[Task details]: Return, word for word, the line containing "Might I trouble you for the coordinates of the snow-covered" and every line after it through the last line of the records below.

*** Opening Dataset extract ***

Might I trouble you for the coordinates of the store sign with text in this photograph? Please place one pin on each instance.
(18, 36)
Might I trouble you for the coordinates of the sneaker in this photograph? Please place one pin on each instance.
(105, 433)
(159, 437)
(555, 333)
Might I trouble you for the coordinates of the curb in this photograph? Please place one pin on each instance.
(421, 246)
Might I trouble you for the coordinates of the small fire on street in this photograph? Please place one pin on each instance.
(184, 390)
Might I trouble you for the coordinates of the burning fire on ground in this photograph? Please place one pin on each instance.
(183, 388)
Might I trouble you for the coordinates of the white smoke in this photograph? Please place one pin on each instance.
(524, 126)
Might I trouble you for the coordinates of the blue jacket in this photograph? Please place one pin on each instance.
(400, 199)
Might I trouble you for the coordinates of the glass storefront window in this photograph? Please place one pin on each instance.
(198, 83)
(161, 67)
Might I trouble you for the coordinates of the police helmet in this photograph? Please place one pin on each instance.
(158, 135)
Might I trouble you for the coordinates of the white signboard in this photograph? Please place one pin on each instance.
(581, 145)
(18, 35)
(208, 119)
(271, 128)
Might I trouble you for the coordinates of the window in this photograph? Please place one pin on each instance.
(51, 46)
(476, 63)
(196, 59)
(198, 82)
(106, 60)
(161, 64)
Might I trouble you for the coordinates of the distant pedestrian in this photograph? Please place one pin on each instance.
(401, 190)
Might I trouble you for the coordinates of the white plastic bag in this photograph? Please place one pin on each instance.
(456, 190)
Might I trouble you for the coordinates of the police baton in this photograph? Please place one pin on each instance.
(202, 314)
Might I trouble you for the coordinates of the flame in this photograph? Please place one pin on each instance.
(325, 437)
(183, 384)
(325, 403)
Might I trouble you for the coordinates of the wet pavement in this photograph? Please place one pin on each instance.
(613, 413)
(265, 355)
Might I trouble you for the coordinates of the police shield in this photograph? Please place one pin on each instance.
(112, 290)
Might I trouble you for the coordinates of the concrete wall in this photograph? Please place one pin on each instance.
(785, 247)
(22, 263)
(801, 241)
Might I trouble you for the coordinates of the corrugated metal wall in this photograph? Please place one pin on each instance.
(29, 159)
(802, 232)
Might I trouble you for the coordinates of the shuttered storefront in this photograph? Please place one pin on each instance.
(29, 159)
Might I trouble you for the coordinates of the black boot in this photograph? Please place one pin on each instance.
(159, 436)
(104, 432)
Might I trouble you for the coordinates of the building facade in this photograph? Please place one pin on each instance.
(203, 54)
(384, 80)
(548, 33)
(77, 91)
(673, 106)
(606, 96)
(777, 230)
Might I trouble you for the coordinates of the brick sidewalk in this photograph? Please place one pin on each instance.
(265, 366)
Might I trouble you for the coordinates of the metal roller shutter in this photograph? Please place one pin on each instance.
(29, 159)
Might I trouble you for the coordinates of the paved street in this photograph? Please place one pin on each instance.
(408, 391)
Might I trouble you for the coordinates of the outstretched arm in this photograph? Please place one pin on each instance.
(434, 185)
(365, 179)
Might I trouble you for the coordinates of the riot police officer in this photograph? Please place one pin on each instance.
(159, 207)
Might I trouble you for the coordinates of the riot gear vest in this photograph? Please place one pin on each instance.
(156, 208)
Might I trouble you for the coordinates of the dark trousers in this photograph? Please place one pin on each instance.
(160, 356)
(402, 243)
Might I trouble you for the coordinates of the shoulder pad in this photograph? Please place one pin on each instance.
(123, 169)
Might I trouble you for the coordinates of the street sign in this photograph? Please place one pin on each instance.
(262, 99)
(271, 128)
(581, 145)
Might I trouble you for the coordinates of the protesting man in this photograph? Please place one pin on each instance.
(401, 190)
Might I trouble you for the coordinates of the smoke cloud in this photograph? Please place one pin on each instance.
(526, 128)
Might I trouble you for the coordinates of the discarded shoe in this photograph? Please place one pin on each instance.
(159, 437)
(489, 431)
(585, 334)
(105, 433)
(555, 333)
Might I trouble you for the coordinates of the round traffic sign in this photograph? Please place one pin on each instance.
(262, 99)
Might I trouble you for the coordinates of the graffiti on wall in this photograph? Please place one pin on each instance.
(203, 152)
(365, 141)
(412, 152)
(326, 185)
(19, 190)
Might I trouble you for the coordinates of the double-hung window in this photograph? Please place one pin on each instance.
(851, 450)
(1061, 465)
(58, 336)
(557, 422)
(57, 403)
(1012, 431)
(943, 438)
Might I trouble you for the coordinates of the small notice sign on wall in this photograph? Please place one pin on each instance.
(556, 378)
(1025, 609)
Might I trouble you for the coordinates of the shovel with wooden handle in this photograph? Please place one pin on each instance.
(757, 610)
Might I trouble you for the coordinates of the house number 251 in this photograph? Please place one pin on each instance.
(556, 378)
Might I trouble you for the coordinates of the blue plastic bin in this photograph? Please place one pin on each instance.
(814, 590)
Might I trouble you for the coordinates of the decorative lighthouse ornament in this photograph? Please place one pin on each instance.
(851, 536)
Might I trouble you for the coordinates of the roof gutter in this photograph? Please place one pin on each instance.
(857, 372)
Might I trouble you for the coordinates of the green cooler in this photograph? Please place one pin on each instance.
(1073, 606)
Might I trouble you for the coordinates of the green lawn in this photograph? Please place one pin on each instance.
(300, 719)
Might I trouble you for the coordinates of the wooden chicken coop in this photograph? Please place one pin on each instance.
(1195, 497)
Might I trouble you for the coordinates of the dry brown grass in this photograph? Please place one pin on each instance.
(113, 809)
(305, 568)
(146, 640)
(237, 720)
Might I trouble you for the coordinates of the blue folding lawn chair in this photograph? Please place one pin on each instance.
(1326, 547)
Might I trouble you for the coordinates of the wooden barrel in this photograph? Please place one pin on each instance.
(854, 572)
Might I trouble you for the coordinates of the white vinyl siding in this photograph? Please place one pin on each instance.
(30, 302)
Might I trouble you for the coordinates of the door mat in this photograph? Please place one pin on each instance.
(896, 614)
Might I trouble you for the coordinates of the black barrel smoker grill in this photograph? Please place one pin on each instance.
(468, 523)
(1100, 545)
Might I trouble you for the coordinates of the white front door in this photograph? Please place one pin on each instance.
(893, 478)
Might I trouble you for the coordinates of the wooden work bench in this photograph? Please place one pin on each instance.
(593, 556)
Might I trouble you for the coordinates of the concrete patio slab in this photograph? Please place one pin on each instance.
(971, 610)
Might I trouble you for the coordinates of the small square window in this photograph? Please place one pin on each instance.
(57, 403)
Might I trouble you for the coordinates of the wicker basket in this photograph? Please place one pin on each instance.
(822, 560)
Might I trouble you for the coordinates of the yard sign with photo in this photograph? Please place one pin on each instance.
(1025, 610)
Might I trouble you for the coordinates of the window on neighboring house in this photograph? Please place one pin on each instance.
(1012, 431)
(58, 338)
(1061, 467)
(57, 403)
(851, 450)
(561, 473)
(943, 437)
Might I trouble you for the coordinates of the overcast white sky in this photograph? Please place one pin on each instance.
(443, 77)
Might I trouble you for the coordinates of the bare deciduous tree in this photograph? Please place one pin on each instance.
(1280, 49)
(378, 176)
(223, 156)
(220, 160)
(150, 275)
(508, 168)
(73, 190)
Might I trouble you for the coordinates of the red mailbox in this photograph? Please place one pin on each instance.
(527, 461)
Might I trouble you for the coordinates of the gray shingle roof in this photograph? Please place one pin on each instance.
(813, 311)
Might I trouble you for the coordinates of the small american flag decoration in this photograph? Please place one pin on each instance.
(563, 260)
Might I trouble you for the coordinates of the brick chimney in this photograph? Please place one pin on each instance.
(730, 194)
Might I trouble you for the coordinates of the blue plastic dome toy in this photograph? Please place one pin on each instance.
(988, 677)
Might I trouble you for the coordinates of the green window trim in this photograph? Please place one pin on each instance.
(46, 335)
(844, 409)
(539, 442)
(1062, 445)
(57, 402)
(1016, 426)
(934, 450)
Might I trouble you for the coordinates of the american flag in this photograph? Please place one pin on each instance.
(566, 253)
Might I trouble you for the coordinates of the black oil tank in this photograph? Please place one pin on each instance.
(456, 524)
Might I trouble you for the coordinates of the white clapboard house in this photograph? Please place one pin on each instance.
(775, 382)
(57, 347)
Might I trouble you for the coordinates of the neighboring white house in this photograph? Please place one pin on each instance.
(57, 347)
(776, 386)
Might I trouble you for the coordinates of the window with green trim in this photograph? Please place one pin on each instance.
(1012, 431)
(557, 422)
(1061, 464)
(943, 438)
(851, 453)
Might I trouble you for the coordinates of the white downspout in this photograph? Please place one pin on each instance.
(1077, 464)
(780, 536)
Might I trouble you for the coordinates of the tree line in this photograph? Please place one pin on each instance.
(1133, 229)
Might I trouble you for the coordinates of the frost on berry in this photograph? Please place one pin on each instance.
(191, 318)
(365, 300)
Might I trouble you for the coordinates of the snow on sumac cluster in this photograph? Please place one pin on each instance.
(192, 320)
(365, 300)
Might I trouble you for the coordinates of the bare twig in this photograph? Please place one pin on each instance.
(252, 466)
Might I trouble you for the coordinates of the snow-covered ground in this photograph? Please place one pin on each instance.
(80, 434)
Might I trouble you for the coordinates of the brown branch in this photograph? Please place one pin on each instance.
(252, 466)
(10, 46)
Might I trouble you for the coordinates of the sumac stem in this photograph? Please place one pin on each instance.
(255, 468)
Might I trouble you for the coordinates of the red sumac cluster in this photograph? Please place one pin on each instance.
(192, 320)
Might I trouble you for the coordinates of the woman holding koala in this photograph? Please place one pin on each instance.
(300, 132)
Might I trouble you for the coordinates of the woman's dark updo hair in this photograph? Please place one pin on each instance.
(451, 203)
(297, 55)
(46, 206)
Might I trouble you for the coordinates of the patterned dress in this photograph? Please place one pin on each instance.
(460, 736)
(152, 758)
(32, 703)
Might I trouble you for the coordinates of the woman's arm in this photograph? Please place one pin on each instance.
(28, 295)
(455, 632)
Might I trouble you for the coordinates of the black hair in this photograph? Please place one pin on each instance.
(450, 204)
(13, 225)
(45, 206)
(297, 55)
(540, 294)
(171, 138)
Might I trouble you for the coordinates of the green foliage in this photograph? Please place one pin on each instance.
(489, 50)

*** Closing Dataset extract ***

[Response area]:
Might I trouble you for the coordinates of the snow-covered ground in this photograph? Please place one pin on each instance.
(80, 434)
Might I trouble you for the coordinates of the brown branch in this photograph? Please place one pin on each instance.
(252, 466)
(10, 46)
Might I trouble you for the coordinates of the sumac stem in this photograph? Please place one pin on each instance.
(255, 468)
Might I trouble you for the coordinates of the red sumac cluster in this photograph? Please place one pin on each instance.
(192, 320)
Might I trouble you for the coordinates of the woman holding koala in this photograph? Please place one pin on each instance.
(300, 132)
Might I trouble you for the coordinates of the woman's dark updo hair in this photograph? Please place one pin on each instance.
(451, 203)
(297, 55)
(46, 206)
Might I trouble you for the coordinates of the patterned dress in this photograph? Please place one pin on each instance.
(460, 736)
(152, 758)
(32, 703)
Might I trouble you for the coordinates of the woman's arm in this photograph? Please place one pin on each instance.
(28, 295)
(455, 632)
Might I trouble you for the coordinates of the black hair in this photograph? Please place one pin on each instance.
(450, 204)
(13, 225)
(45, 206)
(297, 55)
(540, 294)
(171, 138)
Might I trouble you for the coordinates of the green foliage in this photograph? Please place one pin on each instance.
(489, 50)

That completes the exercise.